**What is needed**
Every line of the records below should be restated exactly.

**A block of data**
-*-

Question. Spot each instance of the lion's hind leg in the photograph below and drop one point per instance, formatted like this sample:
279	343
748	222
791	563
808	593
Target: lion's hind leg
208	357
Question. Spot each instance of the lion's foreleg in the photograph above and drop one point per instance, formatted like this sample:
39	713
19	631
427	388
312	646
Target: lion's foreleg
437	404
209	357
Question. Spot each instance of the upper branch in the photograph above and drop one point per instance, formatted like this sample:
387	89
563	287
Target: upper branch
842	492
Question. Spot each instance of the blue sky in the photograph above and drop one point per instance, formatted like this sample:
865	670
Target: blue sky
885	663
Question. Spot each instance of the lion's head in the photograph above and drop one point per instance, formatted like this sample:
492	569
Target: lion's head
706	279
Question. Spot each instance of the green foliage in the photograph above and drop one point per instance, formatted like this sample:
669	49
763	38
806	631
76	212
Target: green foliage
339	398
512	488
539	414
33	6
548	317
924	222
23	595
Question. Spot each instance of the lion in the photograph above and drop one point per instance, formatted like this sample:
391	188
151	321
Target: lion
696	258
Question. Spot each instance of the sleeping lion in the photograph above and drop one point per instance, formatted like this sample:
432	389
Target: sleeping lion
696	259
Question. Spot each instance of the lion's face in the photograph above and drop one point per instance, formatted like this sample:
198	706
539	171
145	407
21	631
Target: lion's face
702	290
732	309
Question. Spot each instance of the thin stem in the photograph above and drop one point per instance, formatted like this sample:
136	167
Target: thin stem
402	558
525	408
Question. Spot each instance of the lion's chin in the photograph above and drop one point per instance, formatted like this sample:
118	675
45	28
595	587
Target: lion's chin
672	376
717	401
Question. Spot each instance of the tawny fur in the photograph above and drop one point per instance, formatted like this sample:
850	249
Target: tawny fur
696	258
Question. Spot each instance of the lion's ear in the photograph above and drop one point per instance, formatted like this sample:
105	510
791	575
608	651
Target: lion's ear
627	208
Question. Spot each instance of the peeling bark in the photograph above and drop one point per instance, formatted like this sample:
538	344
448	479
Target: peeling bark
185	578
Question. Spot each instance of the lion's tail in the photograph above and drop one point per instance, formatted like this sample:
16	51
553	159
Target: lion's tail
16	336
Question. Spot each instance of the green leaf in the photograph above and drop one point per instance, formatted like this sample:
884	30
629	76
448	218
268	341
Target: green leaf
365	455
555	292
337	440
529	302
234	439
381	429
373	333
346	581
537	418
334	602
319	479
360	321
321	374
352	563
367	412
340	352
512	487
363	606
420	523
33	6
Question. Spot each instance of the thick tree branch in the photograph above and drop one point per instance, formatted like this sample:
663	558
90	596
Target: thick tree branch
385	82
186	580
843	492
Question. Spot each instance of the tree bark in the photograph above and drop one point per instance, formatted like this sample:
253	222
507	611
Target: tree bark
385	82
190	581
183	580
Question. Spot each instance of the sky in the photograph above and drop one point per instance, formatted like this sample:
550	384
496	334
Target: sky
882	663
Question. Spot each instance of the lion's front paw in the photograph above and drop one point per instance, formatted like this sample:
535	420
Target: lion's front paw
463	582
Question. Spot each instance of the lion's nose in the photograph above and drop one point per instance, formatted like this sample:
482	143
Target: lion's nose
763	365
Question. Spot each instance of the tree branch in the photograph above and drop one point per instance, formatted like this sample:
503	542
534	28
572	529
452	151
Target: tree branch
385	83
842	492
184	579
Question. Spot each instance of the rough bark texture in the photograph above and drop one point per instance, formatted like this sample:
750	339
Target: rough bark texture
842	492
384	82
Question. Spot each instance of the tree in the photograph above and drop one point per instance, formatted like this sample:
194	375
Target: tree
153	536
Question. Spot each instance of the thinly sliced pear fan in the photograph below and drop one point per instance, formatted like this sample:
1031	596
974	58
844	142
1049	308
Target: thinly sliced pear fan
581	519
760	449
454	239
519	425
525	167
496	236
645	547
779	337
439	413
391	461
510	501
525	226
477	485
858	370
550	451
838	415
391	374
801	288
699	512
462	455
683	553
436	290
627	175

-*-

**Task response**
Question. Spot each instance of the lion's hind leg in the photograph below and drop one point per instance, formatted like this sample:
279	343
748	222
791	563
808	593
Target: lion's hind leg
208	357
Question. Spot each instance of the lion's foreleg in the photograph above and drop one point per instance, formatted like this sample:
39	713
19	631
427	388
312	646
Target: lion's foreleg
437	404
209	357
Question. Spot each instance of the upper branch in the photograph above and drop one point per instance, formatted like this sample:
387	89
563	287
Target: upper branch
842	492
Question. Spot each instance of the blue sky in the photograph above and drop one point per instance, formatted like this sample:
865	670
Target: blue sky
885	663
Question. Spot each instance of the lion's head in the photograph above and drop one point per instance, formatted like this sample:
492	569
Target: lion's head
706	279
Question. Spot each instance of the green foliage in the photograph above and drop one point per instance, formatted like this sample:
669	49
763	38
806	631
76	212
Target: green foliage
339	398
512	488
539	414
33	6
548	317
924	222
23	595
Question. Spot each instance of the lion in the photograph above and drop one point per instance, formatted like this sample:
391	188
151	321
Target: lion
696	258
Question. Spot each instance of the sleeping lion in the photograph above and drop one point per instance, formatted like this sample:
432	389
Target: sleeping lion
696	259
Question. Spot each instance of the lion's face in the photograph above and drop one point per instance, formatted like this sample:
198	706
539	171
145	407
21	631
Target: lion's face
702	290
732	309
Question. Spot each instance of the thin stem in the photograph above and drop one point per instance, formatted like this sample:
136	167
Target: thin stem
402	558
525	408
Question. Spot each instance of the lion's chin in the photograph above and drop one point per instance, formatted like this sample:
118	675
45	28
595	587
Target: lion's chin
672	376
717	401
Question. Spot each instance of the tawny fur in the photograph above and drop one point per instance, formatted like this sample:
850	249
Target: tawny fur
696	258
Question. Spot each instance of the lion's ear in the photograph above and drop one point per instance, formatted like this sample:
105	510
791	575
608	651
Target: lion's ear
627	208
Question. Spot each instance of the peeling bark in the photograph above and drop one point per instance, formatted like this sample:
538	344
448	479
Target: peeling bark
185	578
Question. Spot each instance of the lion's tail in the photograph above and drop one point per instance, formatted like this sample:
16	51
553	159
Target: lion's tail
16	336
Question. Spot each instance of the green leaf in the photograph above and drop one point per instance, formatted like this sample:
884	30
629	76
448	218
268	341
Target: green leaf
365	455
555	292
337	440
529	302
234	439
381	429
373	333
346	581
537	418
334	602
319	479
360	321
321	374
352	563
367	412
340	352
512	487
363	606
420	523
33	6
Question. Spot each instance of the thick tree branch in the photograph above and drop one point per instance, formatted like this sample:
663	558
90	596
Target: thick tree branch
385	82
186	580
843	492
Question. Spot each instance of the tree bark in the photograph above and drop one point per instance, formatted like this sample:
253	222
507	611
Target: tree bark
385	82
190	581
183	580
Question. Spot each instance of the sky in the photograph above and drop one point per instance, formatted like this sample:
550	384
496	334
Target: sky
882	663
Question. Spot each instance of the lion's front paw in the photograph above and drop one point per instance, formatted like this sample:
535	420
Target: lion's front paw
463	582
Question. Spot each instance of the lion's nose in the photograph above and drop one point per instance, formatted like this sample:
482	143
Target: lion's nose
763	365
Question. Spot each instance of the tree branch in the photograph above and drop one point per instance, formatted like this sample:
503	542
534	28
572	529
452	151
Target: tree branch
385	83
842	492
184	579
Question. Spot each instance of the rough bark texture in the photograph above and drop one point per instance, formatted like this sample:
750	339
Target: rough bark texture
842	492
384	82
Question. Spot each instance of the tree in the photograph above and drop one point per instance, formatted like this sample:
194	375
Target: tree
153	536
Question. Spot each instance of the thinly sliced pear fan in the photograph below and drop one point per instance, formatted like this sample:
1031	596
974	58
844	142
1049	308
Target: thinly sliced pear fan
581	519
760	449
454	239
519	425
525	167
496	236
645	547
779	337
439	413
391	461
510	501
525	226
477	485
858	370
550	451
838	415
391	374
801	288
699	512
462	455
683	553
436	290
627	175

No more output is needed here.